Task ->
Pull out each line of the material below that contains the string "layered". Case counts.

** start Raw data **

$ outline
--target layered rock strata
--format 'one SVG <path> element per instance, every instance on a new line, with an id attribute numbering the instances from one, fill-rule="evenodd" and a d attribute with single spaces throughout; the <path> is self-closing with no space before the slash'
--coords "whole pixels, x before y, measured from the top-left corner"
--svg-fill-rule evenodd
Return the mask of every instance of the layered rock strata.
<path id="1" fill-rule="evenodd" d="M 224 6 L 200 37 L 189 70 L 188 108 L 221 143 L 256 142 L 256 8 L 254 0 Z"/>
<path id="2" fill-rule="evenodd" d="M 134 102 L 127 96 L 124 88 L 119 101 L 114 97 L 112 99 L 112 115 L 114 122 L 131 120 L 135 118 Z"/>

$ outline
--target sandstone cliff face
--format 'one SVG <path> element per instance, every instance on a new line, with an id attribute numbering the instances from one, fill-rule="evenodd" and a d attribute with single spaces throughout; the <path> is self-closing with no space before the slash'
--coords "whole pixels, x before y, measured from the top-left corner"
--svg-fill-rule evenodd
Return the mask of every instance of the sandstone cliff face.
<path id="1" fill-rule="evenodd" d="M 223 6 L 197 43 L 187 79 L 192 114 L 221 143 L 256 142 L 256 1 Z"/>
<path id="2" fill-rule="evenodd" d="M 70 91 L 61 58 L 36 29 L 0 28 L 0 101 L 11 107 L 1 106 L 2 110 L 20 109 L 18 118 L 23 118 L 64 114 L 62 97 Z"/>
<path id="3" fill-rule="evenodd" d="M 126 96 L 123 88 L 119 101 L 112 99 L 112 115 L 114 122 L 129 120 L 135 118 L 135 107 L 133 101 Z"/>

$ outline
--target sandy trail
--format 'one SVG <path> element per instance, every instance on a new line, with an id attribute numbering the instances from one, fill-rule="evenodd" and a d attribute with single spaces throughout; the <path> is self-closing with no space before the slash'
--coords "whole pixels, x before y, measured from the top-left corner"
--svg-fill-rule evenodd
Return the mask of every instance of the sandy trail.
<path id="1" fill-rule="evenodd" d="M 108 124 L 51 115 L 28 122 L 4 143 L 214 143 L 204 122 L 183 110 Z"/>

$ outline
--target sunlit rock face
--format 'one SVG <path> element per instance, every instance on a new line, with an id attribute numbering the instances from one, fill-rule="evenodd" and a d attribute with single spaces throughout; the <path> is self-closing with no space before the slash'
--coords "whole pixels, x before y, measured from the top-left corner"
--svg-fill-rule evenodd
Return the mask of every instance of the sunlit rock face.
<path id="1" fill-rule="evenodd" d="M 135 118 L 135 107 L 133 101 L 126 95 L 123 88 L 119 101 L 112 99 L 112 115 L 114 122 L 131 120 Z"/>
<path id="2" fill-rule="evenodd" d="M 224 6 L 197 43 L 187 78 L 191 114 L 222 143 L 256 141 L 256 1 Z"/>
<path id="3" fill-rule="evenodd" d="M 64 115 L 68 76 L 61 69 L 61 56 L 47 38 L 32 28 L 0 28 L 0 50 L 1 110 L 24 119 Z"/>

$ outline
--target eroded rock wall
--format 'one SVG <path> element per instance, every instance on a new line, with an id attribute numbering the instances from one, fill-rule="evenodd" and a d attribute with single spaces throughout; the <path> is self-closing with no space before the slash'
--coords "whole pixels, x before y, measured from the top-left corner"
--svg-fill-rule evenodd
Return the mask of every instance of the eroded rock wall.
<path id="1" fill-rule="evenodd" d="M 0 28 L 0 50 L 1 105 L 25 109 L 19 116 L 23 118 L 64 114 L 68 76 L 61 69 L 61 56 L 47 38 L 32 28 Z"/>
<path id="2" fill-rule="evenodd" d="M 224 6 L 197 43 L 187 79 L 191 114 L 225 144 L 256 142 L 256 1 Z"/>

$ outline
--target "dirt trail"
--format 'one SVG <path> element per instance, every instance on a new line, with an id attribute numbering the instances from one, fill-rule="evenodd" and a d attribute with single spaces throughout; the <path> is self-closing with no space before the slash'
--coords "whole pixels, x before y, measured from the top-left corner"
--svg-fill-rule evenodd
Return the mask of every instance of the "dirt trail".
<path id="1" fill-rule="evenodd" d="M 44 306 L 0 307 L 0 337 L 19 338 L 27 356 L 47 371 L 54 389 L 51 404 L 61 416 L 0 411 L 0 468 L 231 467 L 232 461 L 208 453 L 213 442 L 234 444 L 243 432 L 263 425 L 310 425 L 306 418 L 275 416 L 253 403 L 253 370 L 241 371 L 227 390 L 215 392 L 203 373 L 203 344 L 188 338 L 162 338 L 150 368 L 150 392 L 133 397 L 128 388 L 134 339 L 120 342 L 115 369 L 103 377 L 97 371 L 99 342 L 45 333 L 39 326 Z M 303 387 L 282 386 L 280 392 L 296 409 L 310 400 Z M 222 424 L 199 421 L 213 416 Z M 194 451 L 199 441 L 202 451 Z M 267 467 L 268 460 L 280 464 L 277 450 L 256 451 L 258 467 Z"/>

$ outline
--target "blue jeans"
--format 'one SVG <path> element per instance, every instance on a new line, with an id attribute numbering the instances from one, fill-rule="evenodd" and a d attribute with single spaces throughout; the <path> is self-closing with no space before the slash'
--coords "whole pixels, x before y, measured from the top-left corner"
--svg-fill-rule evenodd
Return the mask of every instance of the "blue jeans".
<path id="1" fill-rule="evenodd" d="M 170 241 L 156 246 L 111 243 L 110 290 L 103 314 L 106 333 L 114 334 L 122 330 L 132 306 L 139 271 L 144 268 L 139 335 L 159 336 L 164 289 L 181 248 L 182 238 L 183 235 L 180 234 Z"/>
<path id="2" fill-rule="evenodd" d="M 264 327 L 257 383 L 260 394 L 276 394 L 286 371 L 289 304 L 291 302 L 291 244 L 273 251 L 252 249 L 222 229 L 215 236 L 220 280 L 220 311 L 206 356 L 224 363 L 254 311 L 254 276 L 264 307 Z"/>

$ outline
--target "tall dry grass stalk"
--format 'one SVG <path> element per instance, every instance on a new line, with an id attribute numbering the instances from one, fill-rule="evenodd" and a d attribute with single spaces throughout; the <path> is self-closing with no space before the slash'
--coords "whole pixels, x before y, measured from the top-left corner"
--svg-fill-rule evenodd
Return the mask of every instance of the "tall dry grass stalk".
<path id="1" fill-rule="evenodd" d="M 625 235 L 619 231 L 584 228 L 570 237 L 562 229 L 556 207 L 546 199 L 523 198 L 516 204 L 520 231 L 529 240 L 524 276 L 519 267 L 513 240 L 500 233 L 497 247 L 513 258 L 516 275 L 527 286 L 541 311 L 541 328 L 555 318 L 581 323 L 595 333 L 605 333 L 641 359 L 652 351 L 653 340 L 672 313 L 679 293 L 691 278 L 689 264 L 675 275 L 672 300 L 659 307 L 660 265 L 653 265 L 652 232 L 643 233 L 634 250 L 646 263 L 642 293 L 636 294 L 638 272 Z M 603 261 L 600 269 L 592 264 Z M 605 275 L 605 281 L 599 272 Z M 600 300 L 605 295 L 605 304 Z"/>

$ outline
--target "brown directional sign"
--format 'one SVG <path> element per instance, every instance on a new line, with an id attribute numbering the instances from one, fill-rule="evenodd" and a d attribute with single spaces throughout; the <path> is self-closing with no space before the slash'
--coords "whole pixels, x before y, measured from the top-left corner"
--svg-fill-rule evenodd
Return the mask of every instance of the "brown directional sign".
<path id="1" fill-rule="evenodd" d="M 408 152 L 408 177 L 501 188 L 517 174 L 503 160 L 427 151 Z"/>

** end Raw data **

Correct answer ->
--target layered rock strata
Return the mask of every instance of the layered rock strata.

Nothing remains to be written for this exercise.